(Excerpts from a pointing dataset)
+--
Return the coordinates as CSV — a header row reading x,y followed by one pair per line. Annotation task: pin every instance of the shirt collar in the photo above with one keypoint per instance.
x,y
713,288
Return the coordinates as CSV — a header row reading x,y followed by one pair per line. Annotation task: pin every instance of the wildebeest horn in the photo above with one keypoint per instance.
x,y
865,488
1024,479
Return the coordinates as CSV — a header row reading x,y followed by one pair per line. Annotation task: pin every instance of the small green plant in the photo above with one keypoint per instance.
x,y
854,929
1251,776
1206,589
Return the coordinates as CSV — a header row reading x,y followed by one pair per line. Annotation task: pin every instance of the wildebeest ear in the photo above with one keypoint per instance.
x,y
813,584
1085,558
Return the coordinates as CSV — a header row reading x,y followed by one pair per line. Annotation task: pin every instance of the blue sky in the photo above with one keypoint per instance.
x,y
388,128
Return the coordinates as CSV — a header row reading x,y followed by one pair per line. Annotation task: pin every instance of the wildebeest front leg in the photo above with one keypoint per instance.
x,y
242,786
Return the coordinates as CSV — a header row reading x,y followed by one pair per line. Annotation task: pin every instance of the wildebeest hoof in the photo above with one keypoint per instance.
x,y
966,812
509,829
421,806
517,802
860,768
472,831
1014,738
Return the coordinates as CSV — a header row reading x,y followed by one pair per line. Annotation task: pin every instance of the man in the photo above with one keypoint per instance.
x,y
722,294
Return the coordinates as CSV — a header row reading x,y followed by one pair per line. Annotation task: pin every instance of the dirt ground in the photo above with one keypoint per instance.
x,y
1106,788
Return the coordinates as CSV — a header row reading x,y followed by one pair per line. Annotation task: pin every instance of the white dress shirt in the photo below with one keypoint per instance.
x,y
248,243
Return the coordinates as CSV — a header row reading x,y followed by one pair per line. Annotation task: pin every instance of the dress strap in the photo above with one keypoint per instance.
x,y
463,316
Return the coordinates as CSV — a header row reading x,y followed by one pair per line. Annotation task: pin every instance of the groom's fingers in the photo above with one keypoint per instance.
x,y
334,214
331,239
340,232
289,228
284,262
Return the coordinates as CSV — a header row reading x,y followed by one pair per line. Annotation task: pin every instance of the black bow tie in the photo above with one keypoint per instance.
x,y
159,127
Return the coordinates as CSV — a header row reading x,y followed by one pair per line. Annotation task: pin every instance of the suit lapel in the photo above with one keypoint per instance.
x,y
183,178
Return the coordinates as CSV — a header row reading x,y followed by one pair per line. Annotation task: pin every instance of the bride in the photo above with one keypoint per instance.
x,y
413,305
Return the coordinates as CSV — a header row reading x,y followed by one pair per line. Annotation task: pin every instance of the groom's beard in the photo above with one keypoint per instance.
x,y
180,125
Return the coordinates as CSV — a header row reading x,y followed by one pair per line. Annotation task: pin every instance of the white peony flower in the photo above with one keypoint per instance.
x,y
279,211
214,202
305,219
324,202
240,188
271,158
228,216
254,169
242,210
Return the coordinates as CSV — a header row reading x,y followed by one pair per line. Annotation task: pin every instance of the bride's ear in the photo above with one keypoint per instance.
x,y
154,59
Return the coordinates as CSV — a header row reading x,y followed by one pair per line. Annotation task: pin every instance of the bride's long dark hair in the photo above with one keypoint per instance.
+--
- _WHAT YOU NEED TO DO_:
Convert every line of the rows above into a JSON array of strings, with one string per line and no blank lines.

- _CORRECT RESPONSE_:
[
  "Return the coordinates as CSV — a header row reading x,y followed by one pair per line. Annotation task: pin every instance of the shirt collar in the photo above with one keypoint per instance.",
  "x,y",
  "713,288",
  "Return the coordinates as CSV — a header row reading x,y followed by one pair per line. Annotation task: pin every instance of the wildebeest horn in the photo above with one keypoint per instance.",
  "x,y",
  "865,488",
  "1024,479",
  "Return the coordinates as CSV — a header row reading x,y followed by one pair per line. Annotation task: pin every instance of the small green plant in the photo above with one keypoint per instance.",
  "x,y",
  "854,929",
  "1251,776",
  "1206,589",
  "Return the coordinates as CSV — a header row reading x,y followed by one pair per line. Annotation task: pin every instance of the wildebeest ear in the photo above with one keypoint per instance.",
  "x,y",
  "813,584",
  "1085,558",
  "Return the coordinates as CSV — a header row reading x,y followed by one pair per line. Annotation task: pin every instance of the blue sky in the photo above with one keypoint per instance.",
  "x,y",
  "388,128",
  "Return the coordinates as CSV — a header row reading x,y followed by one pair per line. Annotation task: pin every instance of the wildebeest front leg in the photo above with one keypoint per instance.",
  "x,y",
  "242,786",
  "Return the coordinates as CSV — a header row reading x,y followed by one pair per line. Annotation task: pin every instance of the wildebeest hoof in the photo above with one keypoint per instance.",
  "x,y",
  "966,812",
  "509,829",
  "421,806",
  "517,802",
  "860,768",
  "472,831",
  "1014,738",
  "Return the coordinates as CSV — a header row reading x,y followed by one pair per line. Annotation task: pin every instance of the man in the photo above with one keypoint per instance.",
  "x,y",
  "722,294",
  "Return the coordinates as CSV — a header row reading x,y followed by one pair per line. Annotation task: pin every instance of the dirt ground in the photo above with one keypoint per instance.",
  "x,y",
  "1106,788",
  "Return the coordinates as CSV — a header row reading x,y followed by one pair per line. Annotation task: pin every instance of the white dress shirt in the photo below with one keypoint per instance.",
  "x,y",
  "248,243",
  "Return the coordinates as CSV — a header row reading x,y followed by one pair per line. Annotation task: pin every instance of the dress strap in the photo above with one keypoint per instance.",
  "x,y",
  "463,316",
  "Return the coordinates as CSV — a header row reading x,y followed by one pair per line. Annotation task: pin every instance of the groom's fingers in the photo above with one keypoint per instance.",
  "x,y",
  "334,214",
  "331,239",
  "340,232",
  "289,228",
  "284,262",
  "Return the coordinates as CSV — a header row reading x,y followed by one pair per line. Annotation task: pin every instance of the black bow tie in the photo above with one keypoint per instance.",
  "x,y",
  "159,127",
  "Return the coordinates as CSV — a header row reading x,y followed by one pair per line. Annotation task: pin every instance of the suit lapel in the photo above with one keypoint per instance.",
  "x,y",
  "183,178",
  "Return the coordinates as CSV — a header row reading x,y followed by one pair per line. Annotation task: pin every instance of the bride in the photo above with one keypoint per instance.",
  "x,y",
  "413,305",
  "Return the coordinates as CSV — a header row reading x,y followed by one pair per line. Annotation task: pin every instance of the groom's beard in the photo above with one keypoint per instance.",
  "x,y",
  "180,125",
  "Return the coordinates as CSV — a header row reading x,y followed by one pair per line. Annotation task: pin every instance of the white peony flower in the photo above with one keypoint per instance.",
  "x,y",
  "279,211",
  "214,202",
  "305,219",
  "324,202",
  "240,188",
  "271,158",
  "228,216",
  "254,169",
  "242,210",
  "Return the coordinates as CSV — a header row reading x,y followed by one pair per line. Annotation task: pin every instance of the bride's ear in the photo above with one keypoint per instance.",
  "x,y",
  "154,59",
  "Return the coordinates as CSV — a header row reading x,y followed by one pair per line. Annotation task: pin every instance of the bride's long dark hair in the photo above with one keypoint per instance."
]